■ **Exercise prompt**
Please print every line from the one containing "Query: wind turbine" through the last line of the records below, exactly as written and nothing more.

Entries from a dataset
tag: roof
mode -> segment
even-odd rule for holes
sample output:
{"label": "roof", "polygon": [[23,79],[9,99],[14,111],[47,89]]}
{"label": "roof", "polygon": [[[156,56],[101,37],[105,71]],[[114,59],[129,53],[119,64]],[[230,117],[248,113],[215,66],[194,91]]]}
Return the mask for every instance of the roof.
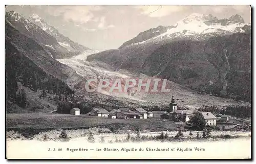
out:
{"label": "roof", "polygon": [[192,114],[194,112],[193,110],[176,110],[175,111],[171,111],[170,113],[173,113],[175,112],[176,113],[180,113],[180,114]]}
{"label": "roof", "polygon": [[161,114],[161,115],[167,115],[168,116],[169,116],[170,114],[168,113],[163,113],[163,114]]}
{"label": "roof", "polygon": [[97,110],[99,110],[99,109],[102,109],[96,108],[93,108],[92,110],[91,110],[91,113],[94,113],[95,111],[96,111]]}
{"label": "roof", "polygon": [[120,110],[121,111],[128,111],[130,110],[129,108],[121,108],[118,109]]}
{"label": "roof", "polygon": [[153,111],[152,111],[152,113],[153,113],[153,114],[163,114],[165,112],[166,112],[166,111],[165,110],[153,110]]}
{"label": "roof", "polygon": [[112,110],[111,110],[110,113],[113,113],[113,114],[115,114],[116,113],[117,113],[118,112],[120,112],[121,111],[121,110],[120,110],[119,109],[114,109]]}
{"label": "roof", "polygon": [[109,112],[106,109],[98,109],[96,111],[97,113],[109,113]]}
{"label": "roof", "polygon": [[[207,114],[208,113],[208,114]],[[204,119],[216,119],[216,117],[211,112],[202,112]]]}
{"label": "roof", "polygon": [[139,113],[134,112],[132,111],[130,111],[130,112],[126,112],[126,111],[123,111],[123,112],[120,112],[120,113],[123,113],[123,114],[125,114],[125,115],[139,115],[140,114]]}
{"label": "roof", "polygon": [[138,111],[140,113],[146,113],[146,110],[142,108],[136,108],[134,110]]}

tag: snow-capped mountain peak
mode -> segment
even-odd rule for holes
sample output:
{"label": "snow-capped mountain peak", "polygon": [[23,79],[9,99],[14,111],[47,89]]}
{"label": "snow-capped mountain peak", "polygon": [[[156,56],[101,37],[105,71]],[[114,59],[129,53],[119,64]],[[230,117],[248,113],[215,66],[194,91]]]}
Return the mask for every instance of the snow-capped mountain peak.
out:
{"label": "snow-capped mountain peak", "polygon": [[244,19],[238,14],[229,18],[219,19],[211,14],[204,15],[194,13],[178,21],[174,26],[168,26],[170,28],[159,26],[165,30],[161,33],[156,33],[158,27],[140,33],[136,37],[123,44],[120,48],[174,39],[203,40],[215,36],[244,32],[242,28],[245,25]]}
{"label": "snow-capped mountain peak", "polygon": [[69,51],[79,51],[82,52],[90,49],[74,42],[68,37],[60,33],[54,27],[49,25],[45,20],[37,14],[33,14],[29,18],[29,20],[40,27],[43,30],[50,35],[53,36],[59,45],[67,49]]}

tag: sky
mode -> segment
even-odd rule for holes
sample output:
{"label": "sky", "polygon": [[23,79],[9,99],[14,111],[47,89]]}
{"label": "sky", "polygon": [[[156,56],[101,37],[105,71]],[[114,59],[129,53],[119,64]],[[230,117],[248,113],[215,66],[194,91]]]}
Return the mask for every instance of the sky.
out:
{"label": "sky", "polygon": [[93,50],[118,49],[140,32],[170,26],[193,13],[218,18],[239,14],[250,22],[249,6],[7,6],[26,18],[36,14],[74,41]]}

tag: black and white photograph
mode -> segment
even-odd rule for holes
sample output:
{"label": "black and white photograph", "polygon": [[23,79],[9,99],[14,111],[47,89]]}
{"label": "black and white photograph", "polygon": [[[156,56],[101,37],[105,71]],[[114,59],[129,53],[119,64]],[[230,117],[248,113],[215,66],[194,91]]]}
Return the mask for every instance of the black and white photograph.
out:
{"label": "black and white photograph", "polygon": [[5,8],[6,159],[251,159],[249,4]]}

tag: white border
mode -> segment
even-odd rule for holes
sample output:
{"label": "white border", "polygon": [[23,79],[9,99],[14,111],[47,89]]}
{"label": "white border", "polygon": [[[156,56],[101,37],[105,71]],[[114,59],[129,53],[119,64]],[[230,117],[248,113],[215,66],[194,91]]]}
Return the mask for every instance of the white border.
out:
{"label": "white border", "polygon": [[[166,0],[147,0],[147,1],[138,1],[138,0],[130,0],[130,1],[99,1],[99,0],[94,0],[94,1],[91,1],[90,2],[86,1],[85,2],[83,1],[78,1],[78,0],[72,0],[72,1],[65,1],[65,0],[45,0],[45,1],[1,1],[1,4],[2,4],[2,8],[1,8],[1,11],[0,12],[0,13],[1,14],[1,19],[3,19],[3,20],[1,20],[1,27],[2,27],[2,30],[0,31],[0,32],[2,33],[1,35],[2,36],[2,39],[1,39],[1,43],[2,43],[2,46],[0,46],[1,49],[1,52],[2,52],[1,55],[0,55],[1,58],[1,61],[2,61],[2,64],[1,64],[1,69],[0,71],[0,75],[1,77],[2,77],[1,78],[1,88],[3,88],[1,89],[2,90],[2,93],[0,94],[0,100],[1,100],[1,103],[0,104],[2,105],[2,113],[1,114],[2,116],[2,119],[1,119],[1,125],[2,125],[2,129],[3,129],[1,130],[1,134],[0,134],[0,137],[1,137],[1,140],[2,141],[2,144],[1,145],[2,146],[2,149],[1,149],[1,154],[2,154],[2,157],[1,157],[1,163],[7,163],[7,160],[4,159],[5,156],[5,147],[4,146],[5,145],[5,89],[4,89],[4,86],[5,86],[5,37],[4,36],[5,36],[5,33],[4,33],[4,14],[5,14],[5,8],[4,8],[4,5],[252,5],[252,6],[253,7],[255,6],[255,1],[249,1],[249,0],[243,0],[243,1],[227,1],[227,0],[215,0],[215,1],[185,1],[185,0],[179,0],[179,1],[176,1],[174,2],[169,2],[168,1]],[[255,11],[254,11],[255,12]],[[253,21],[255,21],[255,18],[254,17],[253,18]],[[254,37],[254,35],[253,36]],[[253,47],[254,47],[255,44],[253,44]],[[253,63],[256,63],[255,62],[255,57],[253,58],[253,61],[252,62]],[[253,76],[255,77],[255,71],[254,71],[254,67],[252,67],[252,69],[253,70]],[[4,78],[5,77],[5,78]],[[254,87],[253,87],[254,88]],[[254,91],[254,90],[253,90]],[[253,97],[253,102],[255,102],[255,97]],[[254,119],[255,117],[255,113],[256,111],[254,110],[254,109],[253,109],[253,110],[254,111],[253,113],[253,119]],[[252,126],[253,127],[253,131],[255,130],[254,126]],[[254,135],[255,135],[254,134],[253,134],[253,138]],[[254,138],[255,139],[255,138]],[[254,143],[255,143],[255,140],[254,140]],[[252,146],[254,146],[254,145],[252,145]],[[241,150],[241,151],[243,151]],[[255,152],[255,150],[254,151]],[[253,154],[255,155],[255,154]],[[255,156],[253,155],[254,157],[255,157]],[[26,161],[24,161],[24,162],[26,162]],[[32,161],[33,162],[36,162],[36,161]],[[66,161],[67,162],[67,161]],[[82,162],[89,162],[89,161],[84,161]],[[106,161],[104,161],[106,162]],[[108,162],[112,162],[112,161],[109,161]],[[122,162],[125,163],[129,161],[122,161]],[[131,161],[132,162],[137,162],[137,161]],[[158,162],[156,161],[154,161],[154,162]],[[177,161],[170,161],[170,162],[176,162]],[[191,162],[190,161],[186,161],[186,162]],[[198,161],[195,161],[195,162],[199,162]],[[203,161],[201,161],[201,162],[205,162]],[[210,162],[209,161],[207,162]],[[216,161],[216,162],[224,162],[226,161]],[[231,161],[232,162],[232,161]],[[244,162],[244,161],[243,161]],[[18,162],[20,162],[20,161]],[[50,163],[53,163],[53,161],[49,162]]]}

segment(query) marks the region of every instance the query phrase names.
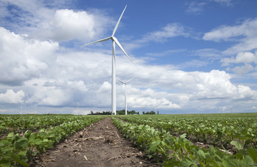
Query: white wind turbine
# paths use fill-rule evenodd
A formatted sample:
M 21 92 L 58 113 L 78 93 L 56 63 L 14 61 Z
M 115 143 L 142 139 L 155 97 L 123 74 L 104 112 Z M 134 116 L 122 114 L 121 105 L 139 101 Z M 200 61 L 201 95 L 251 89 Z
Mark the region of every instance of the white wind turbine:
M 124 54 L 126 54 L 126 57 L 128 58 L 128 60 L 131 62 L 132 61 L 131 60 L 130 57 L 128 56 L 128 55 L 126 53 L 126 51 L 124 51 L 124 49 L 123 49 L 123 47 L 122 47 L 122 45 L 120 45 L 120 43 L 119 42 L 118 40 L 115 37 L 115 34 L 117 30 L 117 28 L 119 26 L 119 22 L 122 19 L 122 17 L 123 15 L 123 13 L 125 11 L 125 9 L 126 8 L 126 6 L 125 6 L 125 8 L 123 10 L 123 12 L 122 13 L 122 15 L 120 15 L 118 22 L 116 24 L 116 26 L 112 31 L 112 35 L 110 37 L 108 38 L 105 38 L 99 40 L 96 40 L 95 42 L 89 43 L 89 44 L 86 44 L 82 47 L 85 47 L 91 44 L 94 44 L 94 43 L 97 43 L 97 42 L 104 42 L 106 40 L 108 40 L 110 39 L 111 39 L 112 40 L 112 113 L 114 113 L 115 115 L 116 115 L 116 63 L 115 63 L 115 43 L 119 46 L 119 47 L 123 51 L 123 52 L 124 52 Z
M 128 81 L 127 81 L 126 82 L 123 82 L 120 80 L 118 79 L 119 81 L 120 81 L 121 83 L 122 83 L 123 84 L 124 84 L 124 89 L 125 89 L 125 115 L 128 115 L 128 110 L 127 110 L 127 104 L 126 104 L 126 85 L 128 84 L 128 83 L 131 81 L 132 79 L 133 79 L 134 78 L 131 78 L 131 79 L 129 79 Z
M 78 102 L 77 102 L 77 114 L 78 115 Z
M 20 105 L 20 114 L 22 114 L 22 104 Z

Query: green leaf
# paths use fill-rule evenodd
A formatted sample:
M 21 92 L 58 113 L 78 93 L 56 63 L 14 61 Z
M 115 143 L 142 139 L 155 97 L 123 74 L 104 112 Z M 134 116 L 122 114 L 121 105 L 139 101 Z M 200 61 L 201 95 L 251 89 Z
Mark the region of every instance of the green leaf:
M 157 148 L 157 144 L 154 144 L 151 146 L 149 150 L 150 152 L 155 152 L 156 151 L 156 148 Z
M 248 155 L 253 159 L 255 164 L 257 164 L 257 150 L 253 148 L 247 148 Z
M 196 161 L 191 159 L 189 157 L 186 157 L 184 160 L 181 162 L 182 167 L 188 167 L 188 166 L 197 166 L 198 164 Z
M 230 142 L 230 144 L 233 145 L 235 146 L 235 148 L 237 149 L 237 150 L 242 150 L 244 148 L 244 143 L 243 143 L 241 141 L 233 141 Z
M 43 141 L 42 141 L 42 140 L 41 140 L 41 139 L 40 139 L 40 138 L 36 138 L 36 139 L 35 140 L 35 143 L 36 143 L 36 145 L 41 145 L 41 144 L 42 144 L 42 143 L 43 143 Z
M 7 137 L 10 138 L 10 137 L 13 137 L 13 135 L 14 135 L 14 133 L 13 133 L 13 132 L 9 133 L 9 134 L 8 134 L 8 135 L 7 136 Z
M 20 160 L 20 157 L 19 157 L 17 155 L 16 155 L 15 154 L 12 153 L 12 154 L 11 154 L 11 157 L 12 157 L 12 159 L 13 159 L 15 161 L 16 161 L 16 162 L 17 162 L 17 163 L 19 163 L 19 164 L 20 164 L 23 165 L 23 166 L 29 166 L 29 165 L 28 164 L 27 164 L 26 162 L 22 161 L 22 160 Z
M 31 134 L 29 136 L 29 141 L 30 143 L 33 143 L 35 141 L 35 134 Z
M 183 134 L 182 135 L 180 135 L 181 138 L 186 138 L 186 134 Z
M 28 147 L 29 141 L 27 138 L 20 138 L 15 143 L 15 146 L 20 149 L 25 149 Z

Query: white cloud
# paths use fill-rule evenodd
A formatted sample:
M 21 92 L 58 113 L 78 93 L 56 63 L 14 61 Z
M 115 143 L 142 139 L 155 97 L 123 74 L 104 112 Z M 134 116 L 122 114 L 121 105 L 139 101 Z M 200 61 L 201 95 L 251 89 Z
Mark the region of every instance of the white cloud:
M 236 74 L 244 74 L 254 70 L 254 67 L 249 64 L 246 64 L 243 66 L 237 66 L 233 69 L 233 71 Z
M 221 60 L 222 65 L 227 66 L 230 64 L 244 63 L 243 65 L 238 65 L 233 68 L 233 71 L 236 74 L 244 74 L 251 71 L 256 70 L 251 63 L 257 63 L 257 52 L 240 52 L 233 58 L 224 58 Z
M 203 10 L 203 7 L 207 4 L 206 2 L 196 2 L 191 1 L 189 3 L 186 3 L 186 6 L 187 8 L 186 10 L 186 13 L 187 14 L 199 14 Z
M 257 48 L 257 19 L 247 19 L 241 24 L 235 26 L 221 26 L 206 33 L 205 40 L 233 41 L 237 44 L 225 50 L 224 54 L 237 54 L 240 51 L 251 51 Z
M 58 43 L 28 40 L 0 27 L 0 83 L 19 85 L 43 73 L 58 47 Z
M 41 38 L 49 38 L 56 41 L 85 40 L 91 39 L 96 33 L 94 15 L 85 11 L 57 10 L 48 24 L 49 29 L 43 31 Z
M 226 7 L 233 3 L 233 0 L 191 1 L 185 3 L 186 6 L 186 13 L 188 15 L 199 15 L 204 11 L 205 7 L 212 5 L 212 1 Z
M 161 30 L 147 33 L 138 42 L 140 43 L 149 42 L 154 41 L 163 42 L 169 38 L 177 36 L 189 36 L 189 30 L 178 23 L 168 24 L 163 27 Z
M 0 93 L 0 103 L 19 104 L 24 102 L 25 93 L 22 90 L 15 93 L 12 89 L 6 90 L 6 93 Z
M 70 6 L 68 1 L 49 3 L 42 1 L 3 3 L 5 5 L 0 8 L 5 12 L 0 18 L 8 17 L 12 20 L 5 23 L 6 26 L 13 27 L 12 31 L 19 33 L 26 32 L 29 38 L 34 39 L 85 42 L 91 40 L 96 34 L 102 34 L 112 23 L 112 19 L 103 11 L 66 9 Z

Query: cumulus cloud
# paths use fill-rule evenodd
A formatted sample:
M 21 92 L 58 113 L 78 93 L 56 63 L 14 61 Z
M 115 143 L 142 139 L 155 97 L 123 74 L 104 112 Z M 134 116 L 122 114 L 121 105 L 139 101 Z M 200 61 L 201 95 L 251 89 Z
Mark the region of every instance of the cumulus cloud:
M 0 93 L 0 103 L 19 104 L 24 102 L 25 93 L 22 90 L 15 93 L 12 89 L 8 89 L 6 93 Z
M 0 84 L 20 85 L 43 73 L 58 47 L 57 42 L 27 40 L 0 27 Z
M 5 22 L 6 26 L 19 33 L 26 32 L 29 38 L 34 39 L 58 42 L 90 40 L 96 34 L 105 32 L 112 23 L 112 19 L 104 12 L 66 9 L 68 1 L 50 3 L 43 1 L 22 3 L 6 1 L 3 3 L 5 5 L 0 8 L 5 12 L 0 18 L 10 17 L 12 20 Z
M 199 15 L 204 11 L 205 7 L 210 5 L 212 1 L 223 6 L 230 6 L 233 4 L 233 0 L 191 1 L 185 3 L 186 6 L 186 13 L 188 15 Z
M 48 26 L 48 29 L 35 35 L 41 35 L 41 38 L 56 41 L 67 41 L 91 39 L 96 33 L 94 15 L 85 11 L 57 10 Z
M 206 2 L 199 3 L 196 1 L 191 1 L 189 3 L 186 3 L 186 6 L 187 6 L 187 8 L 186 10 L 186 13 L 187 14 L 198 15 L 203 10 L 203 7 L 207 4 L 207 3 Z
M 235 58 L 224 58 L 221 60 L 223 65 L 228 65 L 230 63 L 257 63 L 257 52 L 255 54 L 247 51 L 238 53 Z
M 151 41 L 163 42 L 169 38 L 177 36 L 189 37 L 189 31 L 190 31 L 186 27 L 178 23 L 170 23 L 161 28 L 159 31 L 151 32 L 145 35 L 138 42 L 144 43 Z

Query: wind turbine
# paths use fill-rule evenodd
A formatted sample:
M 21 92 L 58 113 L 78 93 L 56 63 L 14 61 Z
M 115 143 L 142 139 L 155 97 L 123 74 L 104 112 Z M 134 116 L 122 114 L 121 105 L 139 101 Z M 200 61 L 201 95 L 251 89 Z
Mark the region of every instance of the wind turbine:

■ **Final answer**
Query: wind turbine
# paths use fill-rule evenodd
A formatted sample:
M 21 92 L 58 113 L 78 93 L 56 63 L 14 61 Z
M 115 143 L 142 139 L 155 97 L 123 74 L 104 112 Z M 134 116 L 122 114 L 121 105 L 139 101 Z M 200 61 L 201 95 L 251 89 Z
Mark the region of every instance of the wind turbine:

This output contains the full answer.